Exercise directions:
Reproduce only the lines from the one containing "indicate: highway" through the end of the records, both ends included, with the requests and their format samples unchanged. Rescale every coordinate in the answers by multiplying it by 0.75 and rounding to a whole number, with halves rounded up.

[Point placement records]

================================

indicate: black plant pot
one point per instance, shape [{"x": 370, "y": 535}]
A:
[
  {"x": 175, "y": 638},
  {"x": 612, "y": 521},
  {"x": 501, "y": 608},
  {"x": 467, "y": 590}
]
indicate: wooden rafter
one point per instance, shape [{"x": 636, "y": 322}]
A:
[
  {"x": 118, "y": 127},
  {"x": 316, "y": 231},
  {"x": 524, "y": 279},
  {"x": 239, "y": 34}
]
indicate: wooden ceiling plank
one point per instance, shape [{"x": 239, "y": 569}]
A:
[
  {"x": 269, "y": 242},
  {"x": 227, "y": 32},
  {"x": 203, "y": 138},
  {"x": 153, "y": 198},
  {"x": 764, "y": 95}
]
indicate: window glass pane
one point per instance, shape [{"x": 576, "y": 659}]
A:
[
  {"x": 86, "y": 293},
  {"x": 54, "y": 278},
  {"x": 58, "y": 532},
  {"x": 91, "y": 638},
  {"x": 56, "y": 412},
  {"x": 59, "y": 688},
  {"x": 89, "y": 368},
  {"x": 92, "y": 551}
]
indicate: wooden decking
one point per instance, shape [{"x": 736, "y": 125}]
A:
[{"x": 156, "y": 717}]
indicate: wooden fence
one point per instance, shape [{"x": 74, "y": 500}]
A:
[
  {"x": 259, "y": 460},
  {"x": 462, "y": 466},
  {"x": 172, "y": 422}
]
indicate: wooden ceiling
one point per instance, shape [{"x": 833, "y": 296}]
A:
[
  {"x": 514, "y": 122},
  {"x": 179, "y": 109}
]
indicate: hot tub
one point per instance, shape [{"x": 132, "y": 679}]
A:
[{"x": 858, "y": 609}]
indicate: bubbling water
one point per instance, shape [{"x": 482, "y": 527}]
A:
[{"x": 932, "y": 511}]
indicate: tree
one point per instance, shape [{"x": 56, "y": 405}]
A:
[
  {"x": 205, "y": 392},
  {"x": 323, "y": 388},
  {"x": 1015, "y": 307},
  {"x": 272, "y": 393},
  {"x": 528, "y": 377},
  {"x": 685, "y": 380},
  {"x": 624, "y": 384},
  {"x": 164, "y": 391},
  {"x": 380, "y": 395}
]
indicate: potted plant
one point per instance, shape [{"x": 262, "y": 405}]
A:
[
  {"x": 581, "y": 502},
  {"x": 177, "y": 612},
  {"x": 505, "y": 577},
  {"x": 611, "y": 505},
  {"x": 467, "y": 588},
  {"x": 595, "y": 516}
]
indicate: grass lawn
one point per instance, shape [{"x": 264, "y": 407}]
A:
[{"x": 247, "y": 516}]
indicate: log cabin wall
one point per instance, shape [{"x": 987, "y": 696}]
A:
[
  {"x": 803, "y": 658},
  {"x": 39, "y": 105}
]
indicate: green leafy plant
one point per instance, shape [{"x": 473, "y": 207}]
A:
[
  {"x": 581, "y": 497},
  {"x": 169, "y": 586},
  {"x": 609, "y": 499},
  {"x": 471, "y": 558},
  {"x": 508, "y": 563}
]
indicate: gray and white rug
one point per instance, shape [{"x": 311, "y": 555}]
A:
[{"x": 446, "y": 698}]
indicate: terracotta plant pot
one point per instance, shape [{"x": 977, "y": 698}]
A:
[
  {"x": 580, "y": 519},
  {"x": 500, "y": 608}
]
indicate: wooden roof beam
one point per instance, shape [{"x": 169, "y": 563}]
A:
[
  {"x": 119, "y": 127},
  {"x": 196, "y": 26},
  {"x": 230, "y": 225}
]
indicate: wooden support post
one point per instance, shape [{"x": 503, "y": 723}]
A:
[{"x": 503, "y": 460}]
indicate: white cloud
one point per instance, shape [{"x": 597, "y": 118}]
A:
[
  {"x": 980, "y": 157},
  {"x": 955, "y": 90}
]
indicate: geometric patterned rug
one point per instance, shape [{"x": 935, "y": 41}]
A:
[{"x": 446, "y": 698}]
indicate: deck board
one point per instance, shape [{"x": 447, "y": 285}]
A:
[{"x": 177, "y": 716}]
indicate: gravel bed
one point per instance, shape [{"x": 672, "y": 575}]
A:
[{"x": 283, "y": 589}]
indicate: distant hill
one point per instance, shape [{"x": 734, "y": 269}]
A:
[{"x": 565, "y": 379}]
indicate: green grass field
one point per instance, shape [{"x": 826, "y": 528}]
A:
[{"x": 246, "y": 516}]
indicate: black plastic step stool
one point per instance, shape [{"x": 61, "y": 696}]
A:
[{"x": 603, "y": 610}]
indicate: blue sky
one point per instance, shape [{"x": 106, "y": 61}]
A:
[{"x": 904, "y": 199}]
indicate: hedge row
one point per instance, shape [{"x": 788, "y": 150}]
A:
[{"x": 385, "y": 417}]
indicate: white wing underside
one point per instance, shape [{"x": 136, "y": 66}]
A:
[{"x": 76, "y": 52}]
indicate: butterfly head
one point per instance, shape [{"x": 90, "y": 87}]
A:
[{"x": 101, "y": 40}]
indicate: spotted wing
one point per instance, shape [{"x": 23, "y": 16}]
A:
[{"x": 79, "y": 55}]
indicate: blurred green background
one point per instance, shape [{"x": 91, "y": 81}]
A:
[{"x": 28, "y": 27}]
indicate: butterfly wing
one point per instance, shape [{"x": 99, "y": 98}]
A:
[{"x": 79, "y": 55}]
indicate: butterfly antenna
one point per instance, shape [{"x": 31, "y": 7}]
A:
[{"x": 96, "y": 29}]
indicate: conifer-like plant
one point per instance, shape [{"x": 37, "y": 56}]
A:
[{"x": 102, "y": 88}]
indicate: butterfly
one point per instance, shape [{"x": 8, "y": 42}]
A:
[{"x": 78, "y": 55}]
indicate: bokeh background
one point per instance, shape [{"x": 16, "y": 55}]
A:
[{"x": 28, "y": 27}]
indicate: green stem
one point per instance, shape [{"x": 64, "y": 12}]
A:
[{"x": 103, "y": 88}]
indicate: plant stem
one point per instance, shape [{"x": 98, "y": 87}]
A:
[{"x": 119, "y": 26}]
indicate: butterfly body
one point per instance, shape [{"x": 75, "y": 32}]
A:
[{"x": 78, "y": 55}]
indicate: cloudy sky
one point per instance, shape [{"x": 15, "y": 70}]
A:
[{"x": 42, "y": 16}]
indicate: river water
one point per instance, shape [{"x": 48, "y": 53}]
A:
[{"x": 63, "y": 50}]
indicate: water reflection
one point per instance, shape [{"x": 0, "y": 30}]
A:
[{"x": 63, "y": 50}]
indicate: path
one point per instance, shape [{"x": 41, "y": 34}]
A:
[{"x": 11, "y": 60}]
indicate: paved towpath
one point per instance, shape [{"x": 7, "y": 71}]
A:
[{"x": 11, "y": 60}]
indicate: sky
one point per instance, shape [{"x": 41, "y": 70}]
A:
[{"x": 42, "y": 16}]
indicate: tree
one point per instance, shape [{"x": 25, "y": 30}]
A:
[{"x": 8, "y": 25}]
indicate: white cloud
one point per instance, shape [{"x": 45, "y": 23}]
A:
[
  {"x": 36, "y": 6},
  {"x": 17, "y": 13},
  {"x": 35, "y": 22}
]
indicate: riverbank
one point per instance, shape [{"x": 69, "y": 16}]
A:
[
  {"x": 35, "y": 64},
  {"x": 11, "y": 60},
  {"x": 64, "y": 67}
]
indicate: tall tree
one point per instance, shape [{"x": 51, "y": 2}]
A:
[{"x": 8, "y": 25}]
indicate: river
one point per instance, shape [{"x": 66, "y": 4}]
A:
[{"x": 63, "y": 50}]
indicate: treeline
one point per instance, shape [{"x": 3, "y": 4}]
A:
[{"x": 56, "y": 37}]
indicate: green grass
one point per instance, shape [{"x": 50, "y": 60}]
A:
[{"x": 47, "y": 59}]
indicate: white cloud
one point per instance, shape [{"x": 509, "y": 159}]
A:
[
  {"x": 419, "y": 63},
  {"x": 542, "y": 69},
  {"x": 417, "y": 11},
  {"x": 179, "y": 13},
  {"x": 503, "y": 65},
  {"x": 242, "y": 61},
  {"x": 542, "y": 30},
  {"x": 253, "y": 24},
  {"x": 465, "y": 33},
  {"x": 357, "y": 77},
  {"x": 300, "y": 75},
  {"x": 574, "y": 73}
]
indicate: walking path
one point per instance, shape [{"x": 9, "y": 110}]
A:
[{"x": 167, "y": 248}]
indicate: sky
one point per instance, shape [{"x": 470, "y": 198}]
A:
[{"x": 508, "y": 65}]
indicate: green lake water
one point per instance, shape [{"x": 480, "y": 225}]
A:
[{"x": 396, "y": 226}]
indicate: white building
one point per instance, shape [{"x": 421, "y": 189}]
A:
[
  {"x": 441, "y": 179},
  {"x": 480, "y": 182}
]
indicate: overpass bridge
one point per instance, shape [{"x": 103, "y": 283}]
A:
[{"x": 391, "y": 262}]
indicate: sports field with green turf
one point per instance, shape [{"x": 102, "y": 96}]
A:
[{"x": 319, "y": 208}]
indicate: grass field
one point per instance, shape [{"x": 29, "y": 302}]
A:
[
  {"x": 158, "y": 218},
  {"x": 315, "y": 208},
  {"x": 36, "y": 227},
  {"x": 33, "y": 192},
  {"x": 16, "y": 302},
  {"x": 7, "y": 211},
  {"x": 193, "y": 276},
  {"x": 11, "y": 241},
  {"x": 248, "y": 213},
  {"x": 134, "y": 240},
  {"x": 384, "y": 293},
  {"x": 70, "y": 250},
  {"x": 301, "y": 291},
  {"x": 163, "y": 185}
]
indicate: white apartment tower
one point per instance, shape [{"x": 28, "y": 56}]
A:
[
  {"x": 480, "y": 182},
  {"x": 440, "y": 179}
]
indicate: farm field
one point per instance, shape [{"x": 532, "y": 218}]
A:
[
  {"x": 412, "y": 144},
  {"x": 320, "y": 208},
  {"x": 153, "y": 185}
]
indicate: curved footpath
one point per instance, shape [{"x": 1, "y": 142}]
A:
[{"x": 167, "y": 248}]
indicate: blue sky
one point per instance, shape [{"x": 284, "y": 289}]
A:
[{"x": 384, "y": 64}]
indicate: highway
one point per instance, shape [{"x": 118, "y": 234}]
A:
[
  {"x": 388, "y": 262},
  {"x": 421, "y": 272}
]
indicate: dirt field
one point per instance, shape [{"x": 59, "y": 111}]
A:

================================

Exercise output:
indicate: highway
one point per instance, shape [{"x": 118, "y": 234}]
A:
[
  {"x": 291, "y": 197},
  {"x": 316, "y": 204}
]
indicate: dirt field
one point per instance, shape [{"x": 59, "y": 111}]
A:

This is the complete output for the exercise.